**WHAT YOU HAVE TO DO**
Express the data from the line containing "compact like (32,1)." through the last line of the data, inclusive, as a Markdown table with the columns Row and Line, where Row numbers each line in order and Line gives that line. Leave out blank lines.

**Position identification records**
-- START --
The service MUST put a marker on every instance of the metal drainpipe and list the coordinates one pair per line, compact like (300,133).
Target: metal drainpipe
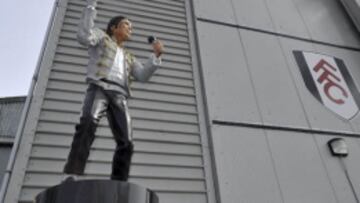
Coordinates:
(26,109)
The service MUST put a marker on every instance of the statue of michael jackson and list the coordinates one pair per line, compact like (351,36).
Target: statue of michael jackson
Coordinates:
(109,72)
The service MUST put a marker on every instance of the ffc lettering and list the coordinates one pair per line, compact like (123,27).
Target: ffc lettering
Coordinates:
(330,80)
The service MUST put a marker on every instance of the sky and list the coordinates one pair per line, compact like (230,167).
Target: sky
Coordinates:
(23,25)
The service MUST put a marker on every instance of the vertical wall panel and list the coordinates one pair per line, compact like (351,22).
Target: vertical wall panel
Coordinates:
(336,171)
(292,24)
(274,87)
(300,170)
(244,165)
(168,154)
(253,13)
(219,10)
(228,85)
(327,21)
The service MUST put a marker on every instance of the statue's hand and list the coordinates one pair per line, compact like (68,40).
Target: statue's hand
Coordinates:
(91,2)
(158,48)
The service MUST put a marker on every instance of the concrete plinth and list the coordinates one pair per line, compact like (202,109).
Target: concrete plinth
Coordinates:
(97,191)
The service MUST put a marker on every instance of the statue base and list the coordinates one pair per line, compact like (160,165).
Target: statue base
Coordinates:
(97,191)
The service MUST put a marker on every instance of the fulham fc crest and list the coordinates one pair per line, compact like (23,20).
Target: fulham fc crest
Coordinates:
(328,79)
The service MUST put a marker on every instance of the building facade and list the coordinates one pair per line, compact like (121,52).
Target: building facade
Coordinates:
(230,117)
(10,114)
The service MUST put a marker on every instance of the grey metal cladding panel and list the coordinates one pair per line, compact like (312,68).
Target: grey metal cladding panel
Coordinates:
(219,10)
(335,170)
(351,60)
(286,18)
(253,13)
(327,21)
(182,197)
(299,166)
(228,87)
(317,114)
(244,165)
(274,87)
(10,113)
(137,170)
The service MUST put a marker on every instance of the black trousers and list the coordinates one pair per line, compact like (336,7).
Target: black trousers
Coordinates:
(99,102)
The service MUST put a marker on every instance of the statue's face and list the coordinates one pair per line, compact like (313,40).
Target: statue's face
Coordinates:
(123,30)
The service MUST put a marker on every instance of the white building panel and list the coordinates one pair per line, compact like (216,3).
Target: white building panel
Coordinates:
(275,90)
(227,83)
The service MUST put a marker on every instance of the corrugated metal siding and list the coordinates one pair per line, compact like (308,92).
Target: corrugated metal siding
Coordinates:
(10,112)
(168,151)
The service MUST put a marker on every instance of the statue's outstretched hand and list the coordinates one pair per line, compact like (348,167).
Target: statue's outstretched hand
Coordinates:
(158,48)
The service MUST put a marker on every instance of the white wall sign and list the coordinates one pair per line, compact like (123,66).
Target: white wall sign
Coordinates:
(328,79)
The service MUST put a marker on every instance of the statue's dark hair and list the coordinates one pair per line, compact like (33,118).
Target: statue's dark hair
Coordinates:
(114,22)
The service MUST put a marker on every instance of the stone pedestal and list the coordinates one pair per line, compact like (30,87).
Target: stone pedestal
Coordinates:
(97,191)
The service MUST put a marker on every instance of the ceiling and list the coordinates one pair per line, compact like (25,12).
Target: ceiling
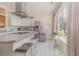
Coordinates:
(36,9)
(39,9)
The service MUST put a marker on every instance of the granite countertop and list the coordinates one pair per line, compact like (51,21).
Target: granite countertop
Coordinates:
(13,37)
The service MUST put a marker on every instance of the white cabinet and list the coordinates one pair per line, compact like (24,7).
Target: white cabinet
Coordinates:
(17,21)
(14,20)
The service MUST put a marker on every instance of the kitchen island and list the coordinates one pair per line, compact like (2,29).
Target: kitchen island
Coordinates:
(11,41)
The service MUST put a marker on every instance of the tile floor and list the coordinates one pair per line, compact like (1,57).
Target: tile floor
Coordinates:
(45,49)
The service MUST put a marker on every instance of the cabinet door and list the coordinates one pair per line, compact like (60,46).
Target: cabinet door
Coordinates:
(15,21)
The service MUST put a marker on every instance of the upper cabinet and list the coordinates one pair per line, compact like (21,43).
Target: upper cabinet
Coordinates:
(2,18)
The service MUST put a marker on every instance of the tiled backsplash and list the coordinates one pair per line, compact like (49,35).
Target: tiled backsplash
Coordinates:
(22,28)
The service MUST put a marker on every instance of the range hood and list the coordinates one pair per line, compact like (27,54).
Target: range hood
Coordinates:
(19,10)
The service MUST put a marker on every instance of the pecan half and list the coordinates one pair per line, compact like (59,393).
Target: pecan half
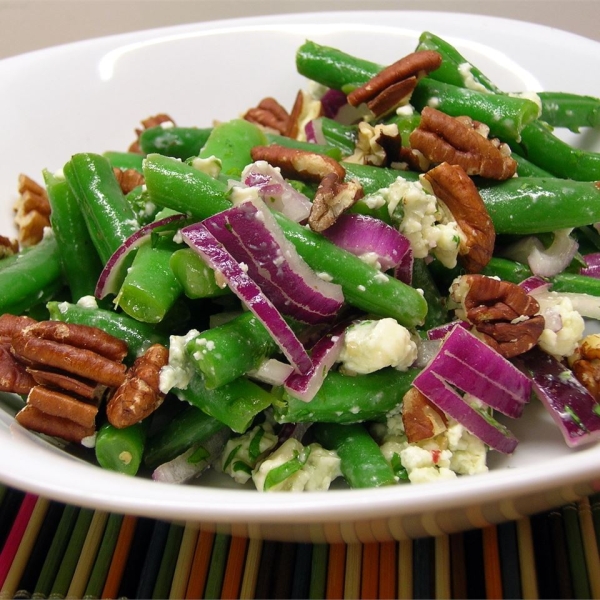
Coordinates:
(502,312)
(298,164)
(394,85)
(269,114)
(332,198)
(456,190)
(585,364)
(422,420)
(32,211)
(148,123)
(442,138)
(139,395)
(128,179)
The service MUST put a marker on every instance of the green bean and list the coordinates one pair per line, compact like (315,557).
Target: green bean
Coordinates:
(328,150)
(506,116)
(189,427)
(178,142)
(121,450)
(346,398)
(572,111)
(109,217)
(231,142)
(139,336)
(362,463)
(30,277)
(150,287)
(235,404)
(194,275)
(124,160)
(178,186)
(80,262)
(229,351)
(540,146)
(525,205)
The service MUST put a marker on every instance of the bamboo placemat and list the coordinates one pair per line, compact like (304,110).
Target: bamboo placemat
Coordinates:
(52,550)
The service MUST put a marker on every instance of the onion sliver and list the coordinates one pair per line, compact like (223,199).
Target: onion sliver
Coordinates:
(276,191)
(466,363)
(324,355)
(111,276)
(216,256)
(364,235)
(572,407)
(252,236)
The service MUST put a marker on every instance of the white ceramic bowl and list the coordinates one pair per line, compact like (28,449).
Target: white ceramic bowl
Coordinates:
(90,96)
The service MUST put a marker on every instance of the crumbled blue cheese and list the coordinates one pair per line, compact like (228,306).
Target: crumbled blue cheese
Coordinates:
(179,370)
(319,467)
(242,453)
(371,345)
(209,166)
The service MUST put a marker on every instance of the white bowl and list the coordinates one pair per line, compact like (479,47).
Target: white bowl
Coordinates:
(90,96)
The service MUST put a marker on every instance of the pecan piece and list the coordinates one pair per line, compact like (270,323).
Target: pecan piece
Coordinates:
(456,190)
(422,420)
(35,420)
(148,123)
(585,364)
(83,351)
(269,114)
(332,198)
(139,395)
(32,211)
(394,85)
(502,312)
(442,138)
(128,179)
(298,164)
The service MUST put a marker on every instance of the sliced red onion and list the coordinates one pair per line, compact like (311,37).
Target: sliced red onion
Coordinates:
(572,407)
(276,191)
(545,262)
(252,236)
(331,101)
(592,268)
(466,363)
(206,245)
(324,355)
(111,276)
(487,429)
(362,234)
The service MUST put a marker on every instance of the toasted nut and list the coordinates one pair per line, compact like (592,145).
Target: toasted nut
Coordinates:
(35,420)
(32,211)
(299,164)
(457,191)
(401,77)
(504,314)
(331,200)
(148,123)
(442,138)
(139,395)
(269,114)
(422,420)
(128,179)
(55,403)
(8,246)
(13,375)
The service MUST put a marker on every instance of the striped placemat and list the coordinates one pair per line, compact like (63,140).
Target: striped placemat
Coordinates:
(52,550)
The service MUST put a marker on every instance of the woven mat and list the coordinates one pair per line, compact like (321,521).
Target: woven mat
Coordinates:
(52,550)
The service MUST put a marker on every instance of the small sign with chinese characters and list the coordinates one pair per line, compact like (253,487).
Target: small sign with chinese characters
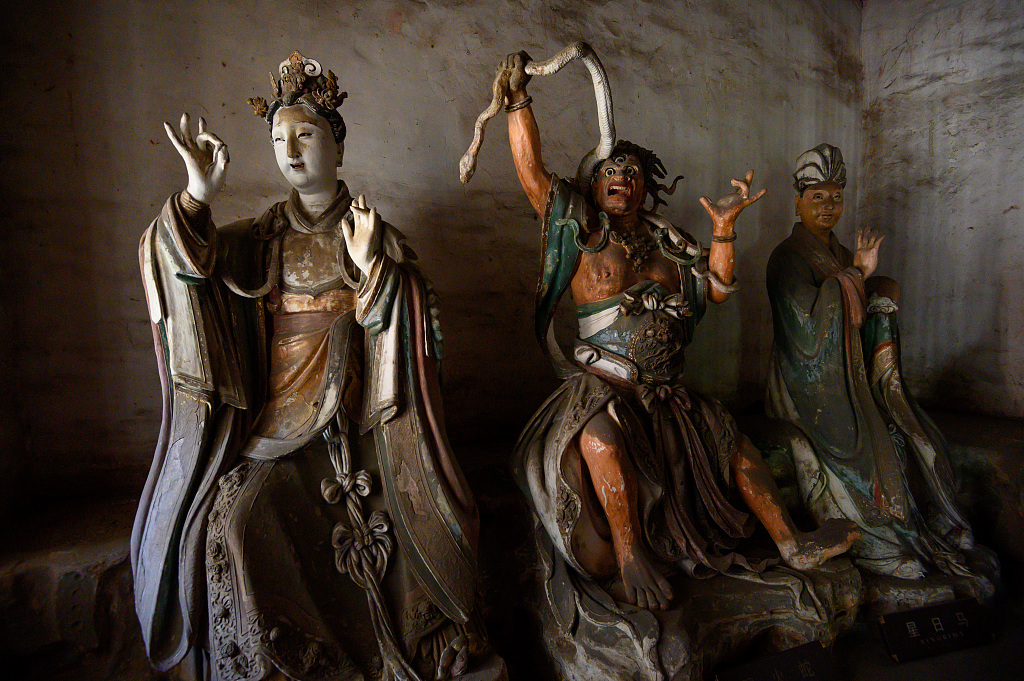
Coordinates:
(805,663)
(936,629)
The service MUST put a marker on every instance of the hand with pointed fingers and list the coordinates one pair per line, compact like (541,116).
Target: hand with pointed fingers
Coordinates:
(364,236)
(206,159)
(725,211)
(866,257)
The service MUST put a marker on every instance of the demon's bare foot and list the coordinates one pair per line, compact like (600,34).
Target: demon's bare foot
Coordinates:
(644,585)
(809,550)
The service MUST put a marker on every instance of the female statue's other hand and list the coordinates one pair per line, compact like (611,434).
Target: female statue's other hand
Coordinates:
(866,257)
(364,237)
(206,159)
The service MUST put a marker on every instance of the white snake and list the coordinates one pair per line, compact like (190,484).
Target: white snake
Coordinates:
(578,50)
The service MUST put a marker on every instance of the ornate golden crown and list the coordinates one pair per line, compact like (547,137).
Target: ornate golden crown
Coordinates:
(301,79)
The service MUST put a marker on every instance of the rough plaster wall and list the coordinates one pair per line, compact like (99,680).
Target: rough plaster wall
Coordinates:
(715,88)
(940,176)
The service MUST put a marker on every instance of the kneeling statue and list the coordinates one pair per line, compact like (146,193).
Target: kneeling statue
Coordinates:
(862,448)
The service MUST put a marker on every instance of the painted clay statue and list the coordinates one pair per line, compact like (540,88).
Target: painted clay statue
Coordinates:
(863,449)
(304,516)
(637,480)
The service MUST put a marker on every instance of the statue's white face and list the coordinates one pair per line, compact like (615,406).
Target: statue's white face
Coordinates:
(306,153)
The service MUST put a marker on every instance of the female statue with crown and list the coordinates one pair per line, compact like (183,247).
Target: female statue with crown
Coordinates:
(304,516)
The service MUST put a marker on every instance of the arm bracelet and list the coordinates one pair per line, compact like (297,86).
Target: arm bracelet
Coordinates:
(522,103)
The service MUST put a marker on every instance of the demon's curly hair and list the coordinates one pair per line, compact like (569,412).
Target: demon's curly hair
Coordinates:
(653,170)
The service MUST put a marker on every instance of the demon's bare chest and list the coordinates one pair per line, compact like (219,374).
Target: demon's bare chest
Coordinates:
(620,265)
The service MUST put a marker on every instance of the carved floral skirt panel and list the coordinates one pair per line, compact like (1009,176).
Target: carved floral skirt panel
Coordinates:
(275,596)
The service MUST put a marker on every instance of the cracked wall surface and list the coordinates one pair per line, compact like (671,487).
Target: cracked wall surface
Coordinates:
(714,87)
(943,145)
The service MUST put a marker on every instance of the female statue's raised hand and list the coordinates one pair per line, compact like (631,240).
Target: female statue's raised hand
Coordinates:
(206,159)
(364,236)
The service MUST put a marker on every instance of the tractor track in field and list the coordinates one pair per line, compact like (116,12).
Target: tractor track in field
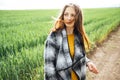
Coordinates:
(106,57)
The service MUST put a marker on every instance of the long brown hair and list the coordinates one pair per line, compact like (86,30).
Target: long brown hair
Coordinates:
(59,23)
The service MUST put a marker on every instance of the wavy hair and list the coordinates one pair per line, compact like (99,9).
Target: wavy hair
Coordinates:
(78,26)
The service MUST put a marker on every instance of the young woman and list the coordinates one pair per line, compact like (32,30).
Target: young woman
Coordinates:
(64,53)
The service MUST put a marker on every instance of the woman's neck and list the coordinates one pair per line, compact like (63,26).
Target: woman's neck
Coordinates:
(69,30)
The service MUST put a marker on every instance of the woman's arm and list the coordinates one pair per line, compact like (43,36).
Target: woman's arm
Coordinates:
(91,66)
(49,56)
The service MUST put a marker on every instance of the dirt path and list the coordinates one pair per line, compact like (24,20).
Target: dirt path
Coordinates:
(107,59)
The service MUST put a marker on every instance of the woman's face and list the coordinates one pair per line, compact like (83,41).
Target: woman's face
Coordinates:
(69,17)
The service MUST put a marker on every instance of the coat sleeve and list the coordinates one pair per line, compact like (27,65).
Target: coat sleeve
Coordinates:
(50,60)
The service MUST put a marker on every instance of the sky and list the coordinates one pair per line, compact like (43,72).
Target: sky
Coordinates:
(55,4)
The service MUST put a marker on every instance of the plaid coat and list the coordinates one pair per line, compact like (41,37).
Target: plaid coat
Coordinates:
(58,62)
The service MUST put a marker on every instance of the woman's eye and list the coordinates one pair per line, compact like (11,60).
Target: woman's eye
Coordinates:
(65,14)
(72,15)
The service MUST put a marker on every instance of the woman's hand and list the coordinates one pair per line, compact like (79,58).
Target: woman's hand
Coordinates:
(92,67)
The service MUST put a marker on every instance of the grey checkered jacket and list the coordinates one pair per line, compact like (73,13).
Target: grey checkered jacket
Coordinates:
(58,62)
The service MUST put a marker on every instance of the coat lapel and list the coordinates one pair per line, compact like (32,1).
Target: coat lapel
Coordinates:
(66,48)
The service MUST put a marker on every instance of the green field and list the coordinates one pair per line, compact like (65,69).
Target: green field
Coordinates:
-- END --
**TASK RESULT**
| Row | Line |
|---|---|
| 1 | The service MUST put a marker on every instance of the coat lapel and list the coordinates one pair per line, compact like (32,1). |
| 2 | Target: coat lapel |
| 3 | Coordinates: |
| 4 | (66,48) |
| 5 | The service MUST put a marker on every instance of the green field and list the coordinates one pair per line, compact like (65,69). |
| 6 | Target: green field |
| 7 | Coordinates: |